- [Available records]
========
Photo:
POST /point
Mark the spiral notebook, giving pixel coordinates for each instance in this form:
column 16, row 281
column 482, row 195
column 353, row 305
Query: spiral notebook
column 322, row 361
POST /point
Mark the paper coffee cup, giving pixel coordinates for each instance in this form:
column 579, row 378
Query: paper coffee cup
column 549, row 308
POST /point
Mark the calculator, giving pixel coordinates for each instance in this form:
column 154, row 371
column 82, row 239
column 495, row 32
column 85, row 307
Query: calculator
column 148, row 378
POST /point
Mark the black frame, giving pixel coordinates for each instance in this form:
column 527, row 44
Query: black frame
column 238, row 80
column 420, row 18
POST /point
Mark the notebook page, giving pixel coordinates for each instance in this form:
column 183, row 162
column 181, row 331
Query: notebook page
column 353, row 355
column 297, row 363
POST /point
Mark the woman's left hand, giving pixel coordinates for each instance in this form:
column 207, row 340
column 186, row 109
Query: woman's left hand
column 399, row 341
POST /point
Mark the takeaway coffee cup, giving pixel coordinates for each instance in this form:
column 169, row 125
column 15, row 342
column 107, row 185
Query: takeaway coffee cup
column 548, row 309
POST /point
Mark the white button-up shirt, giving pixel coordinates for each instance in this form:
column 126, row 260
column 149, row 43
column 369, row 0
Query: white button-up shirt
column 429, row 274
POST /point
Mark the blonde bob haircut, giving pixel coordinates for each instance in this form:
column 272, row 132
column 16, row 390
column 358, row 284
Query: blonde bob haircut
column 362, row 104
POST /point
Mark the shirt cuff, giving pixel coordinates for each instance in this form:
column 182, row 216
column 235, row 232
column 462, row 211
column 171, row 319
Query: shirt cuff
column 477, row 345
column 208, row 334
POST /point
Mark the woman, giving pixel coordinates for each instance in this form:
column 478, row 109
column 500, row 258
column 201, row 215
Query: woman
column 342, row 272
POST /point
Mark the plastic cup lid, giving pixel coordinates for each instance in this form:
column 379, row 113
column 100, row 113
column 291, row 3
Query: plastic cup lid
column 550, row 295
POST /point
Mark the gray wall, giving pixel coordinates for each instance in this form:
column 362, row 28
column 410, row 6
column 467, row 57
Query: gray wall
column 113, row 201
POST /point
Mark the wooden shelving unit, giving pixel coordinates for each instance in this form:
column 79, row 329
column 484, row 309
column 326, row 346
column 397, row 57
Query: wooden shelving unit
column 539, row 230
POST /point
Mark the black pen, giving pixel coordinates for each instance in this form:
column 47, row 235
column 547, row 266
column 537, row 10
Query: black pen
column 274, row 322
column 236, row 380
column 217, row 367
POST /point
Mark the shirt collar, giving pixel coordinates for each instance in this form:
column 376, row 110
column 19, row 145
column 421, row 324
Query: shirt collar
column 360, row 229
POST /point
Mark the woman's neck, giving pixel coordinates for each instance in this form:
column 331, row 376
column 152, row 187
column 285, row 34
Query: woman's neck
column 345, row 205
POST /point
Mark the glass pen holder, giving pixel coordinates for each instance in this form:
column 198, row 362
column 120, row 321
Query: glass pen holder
========
- [Task goal]
Can you duplicate the data from its first line through the line that contains "column 429, row 274", both included, reproducing every line without any change?

- [Result]
Photo:
POST /point
Mark the spiral notebook, giving pixel coordinates for each instance in this form:
column 16, row 281
column 482, row 195
column 353, row 305
Query: spiral notebook
column 322, row 361
POST /point
Mark the paper coffee cup, giving pixel coordinates for each instance in this form:
column 579, row 378
Query: paper coffee cup
column 549, row 308
POST /point
Mark the calculator, giving pixel coordinates for each instance in this form:
column 154, row 371
column 82, row 239
column 495, row 32
column 85, row 307
Query: calculator
column 148, row 378
POST /point
Mark the black frame, giving pixel coordinates for each instance in this form:
column 527, row 44
Query: black frame
column 238, row 80
column 420, row 18
POST /point
Mark the notebook page, giving pixel coordinates for each instance in this form:
column 183, row 162
column 181, row 331
Query: notebook page
column 353, row 355
column 297, row 363
POST /point
Mark the woman's left hand, giving pixel coordinates for each instance in this form:
column 207, row 340
column 186, row 109
Query: woman's left hand
column 399, row 341
POST /point
Mark the takeaway coffee cup, giving pixel coordinates for each instance in this form:
column 169, row 125
column 15, row 342
column 107, row 185
Query: takeaway coffee cup
column 548, row 309
POST /point
Mark the white button-up shirt, giving pixel coordinates for each instance in this form:
column 126, row 260
column 149, row 43
column 369, row 0
Query: white button-up shirt
column 429, row 274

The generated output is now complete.